## READING PASSAGE
'''
Bulletin: The Mets’ starters have been recalled from Cooperstown, to which they were headed with Johan Santana’s authenticated gear.

The record will show that the agent of said recall was the St. Louis Cardinals, rising up in semi-indignation after a long weekend in which their only run scored was off of a guy making his big-league debut. But the wound was self-inflicted: With Monday’s matinee tied at 1-1 in the top of the 7th, St. Louis put runners on the corners with no one out courtesy of an Allen Craig walk and a David Freese single. (Which was so much better than a David Freese single late Friday evening, but context, people.) Daniel Descalso tapped a ball back to Dillon Gee. Gee turned to start what should have been a double play, and Craig — who does some interesting things when he’s not hitting — got confused and didn’t break for the plate.

Two out, runner on third … but wait. Gee alligator-armed it into the dirt at Omar Quintanilla’s feet, the ball trickling into the outfield, and Craig trotted home with the go-ahead run. Next came another ball Quintanilla didn’t make a play on, and the Mets had given the Cardinals three extra outs in the space of about a minute. Gee (who actually pitched very well) struck out Matt Adams, but the apparently ageless, ever-detestable Rafael Furcal brought in another run on a fielder’s choice to make it 3-1.

Annoying, but I wasn’t worried — the Mets are in one of those dizzying stretches during which you’re surprised your team actually loses. I predicted they’d come back, and they did almost immediately, with Scott Hairston slamming a pinch-hit two-run homer to even things at 3-3.

Unfortunately, one of the hallmarks of the Mets’ recent run of success has been that their highly flammable bullpen has been mostly limited to cheerleading. Jon Rauch came in and promptly gave the Cards the lead again, surrendering a no-doubter of a two-run dinger to Craig.

I offered no smug tweets after that one — I had the feeling that climbing the hill again was going to be too tough a task. Darned if the Mets didn’t almost prove me wrong, though — Andres Torres golfed a ball to right-center that was almost a three-run homer, and wound up being a sac fly. In came Jason Motte with four outs to go and a simple game plan: I’m a big hulking closer, and I’m going to throw this ball as hard as I can. When you throw 97 to 99, the animal simplicity of such a plan becomes elegance. Motte got David Wright after a lengthy duel, with Wright hitting a line drive that found old friend Carlos Beltran waiting at the other end. In the ninth, Motte then got Lucas Duda to pop one up, worked up a sweat to fan Daniel Murphy, and barely broke one fanning Jordany Valdespin. Ballgame.

Taking three of four from the world champs is a perfectly good way to spend four days, even if you don’t make history in the process. And yet even as I saw the positives in what Gee and Hairston and Duda had done in a one-run loss, I couldn’t help remembering that other recent Mets squads have struck me as likeable and scrappy in June, only to run out of gas in the summer and wind up exhausted and dispiriting in September. The Mets’ offense and starting pitching have both been better than expected, but their defense isn’t very good and their bullpen is terrible, failings that tend to outweigh neighboring successes and leave a team exposed as also-rans.
'''
## GIVEN RECORDS
'''
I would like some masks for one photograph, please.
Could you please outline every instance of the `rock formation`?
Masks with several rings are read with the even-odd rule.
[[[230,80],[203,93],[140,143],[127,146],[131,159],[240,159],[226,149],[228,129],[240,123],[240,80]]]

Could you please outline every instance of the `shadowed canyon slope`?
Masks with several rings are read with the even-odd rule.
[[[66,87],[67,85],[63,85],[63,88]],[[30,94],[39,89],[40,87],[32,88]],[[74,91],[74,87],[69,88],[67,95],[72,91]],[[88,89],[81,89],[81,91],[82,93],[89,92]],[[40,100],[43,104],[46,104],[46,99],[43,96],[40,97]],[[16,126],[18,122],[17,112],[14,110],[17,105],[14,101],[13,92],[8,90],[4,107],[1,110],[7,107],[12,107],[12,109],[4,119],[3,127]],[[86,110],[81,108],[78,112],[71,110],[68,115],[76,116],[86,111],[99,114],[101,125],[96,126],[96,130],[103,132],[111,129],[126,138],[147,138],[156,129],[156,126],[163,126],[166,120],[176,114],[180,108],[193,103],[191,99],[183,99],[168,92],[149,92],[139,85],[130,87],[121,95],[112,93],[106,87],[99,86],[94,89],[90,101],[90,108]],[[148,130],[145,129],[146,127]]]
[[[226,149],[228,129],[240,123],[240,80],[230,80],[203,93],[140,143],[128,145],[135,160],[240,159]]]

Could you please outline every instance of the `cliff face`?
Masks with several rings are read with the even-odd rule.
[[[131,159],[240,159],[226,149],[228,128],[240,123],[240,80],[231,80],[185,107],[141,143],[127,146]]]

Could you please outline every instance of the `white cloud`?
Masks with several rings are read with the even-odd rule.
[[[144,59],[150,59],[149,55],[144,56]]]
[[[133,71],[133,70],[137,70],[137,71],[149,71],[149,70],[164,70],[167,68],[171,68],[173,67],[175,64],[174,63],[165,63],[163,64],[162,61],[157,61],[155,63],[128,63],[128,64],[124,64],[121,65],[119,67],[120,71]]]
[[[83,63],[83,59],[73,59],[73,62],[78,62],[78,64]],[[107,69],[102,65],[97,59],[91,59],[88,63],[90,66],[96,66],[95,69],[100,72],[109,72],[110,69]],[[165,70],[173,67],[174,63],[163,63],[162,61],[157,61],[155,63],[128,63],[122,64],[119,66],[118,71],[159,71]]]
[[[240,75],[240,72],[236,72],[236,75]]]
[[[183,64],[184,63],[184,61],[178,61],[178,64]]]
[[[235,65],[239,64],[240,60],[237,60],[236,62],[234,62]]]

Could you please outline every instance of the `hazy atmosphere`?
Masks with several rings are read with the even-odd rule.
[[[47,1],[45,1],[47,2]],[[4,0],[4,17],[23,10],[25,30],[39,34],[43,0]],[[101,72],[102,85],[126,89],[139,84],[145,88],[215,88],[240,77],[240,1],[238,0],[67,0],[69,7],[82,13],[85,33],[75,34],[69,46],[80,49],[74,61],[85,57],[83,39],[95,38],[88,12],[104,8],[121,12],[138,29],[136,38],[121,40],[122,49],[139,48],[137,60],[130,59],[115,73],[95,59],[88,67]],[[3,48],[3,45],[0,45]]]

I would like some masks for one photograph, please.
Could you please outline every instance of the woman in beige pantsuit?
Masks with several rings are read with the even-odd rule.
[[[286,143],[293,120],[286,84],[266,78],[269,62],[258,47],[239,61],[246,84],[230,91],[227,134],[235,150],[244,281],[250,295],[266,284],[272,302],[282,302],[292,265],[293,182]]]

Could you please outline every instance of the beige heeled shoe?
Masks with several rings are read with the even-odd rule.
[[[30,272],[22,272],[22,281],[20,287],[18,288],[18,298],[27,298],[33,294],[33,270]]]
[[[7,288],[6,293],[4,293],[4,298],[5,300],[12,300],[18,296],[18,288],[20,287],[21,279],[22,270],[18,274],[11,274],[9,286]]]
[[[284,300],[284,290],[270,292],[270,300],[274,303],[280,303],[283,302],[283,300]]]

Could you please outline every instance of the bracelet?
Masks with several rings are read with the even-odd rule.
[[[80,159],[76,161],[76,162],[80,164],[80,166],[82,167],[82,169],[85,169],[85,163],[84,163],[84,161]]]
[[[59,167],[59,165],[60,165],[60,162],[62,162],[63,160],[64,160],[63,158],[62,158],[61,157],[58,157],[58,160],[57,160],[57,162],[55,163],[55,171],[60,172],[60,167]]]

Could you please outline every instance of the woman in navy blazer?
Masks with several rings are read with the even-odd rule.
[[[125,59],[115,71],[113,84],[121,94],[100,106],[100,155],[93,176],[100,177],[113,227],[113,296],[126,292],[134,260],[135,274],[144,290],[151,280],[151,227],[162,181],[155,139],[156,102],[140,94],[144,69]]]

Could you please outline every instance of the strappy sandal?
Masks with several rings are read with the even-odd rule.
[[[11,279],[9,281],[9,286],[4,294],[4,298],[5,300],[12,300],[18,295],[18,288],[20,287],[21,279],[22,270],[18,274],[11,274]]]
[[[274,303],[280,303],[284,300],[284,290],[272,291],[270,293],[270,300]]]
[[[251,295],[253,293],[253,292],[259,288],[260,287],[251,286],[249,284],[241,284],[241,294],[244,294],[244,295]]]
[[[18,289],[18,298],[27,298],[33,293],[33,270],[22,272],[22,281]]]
'''
## TASK TO COMPLETE
In the Mets–Cardinals game recap, which player tied the score at 3-3 with a pinch-hit two-run homer?

## TASK SOLUTION
Scott Hairston